* Document segment
►

Dave Sagarin Interview with Jeff Peyton

Should there be hate crime laws?
[First of all] Hate crimes laws are a bad idea constitutionally - the constitution tries to give equal protection [to all people]- and these laws elevate certain classes of victims.

Special protection increases polarization. Hate crime laws mean well, but they're not accomplishing the original goals - 'Life, Liberty, and … Happiness' [are] not codified in the law, not [specially] protected. It's speech, religion - freedoms [like these] that are codified.

In the English common law, and since then, we try to legislate for the common good. Whenever you try to legislate for the specific, for the extreme, you get in trouble. It's bad business, bad law. You can't say, "some people are more equal than others" like in [George Orwell's] Animal Farm.

[And someone could say] 'It's just who I am' - rapists with a genetic defect -- you know, now they say they've found a predisposition or something - could use that to claim protected status: 'I couldn't help myself.'

[And] certain people may or may not deserve more protection. Matthew Shepard … we - the Christian Coalition - were blamed [because of our stand against homosexuality]. Matthew Shepard became a martyr, not a victim. In the end [all the publicity] was more polarizing than effective [for the homosexual cause].

◄

* Entries provided
►

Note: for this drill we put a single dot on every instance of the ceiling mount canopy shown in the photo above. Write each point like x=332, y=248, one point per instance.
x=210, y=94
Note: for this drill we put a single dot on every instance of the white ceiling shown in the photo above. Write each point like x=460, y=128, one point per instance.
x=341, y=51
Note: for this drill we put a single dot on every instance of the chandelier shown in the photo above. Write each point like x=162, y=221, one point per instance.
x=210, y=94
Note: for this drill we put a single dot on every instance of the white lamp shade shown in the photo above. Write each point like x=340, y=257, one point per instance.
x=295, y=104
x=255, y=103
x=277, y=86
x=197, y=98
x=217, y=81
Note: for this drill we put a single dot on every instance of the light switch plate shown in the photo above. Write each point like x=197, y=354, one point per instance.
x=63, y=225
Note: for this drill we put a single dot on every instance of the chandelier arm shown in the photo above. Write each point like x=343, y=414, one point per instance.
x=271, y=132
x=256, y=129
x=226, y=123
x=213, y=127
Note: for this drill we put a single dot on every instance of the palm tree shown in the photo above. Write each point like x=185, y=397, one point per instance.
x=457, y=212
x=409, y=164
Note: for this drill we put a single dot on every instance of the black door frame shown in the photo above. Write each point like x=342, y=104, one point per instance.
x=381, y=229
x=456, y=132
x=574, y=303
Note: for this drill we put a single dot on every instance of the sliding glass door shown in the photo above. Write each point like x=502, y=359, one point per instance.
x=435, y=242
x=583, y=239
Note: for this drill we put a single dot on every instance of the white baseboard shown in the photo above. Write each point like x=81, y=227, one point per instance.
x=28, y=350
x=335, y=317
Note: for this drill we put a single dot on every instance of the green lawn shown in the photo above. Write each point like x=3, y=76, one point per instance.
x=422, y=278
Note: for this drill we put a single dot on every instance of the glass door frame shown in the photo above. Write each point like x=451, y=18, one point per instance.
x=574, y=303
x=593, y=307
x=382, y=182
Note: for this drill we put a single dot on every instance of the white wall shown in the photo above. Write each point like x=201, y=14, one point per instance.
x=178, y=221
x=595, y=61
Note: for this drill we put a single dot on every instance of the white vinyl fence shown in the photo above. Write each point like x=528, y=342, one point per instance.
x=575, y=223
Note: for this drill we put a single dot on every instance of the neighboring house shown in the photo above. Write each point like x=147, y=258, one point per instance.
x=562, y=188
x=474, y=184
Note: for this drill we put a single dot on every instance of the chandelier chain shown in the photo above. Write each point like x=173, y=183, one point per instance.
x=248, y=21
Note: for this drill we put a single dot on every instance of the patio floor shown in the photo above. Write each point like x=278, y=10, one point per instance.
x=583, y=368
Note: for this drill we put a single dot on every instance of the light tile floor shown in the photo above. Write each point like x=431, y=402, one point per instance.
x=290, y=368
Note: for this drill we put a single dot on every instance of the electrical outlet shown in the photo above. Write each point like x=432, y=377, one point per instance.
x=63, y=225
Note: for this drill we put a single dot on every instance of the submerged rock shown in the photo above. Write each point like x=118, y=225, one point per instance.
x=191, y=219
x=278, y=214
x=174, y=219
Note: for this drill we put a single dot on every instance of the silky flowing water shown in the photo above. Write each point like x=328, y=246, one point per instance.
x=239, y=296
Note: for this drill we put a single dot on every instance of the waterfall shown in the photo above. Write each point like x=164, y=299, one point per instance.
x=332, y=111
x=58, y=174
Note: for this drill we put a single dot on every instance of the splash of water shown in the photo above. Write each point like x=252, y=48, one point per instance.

◄

* Problem description
Answer these questions about the hate crime laws interview:
(a) What does the speaker say hate crime laws elevate?
(b) Which book does the speaker name with the line "some people are more equal than others"?
(c) What group does the speaker say was blamed in connection with Matthew Shepard?
The records come from a separate source, unrelated to the text.

* Solution for this task
(a) Certain classes of victims.
(b) George Orwell's Animal Farm.
(c) The Christian Coalition.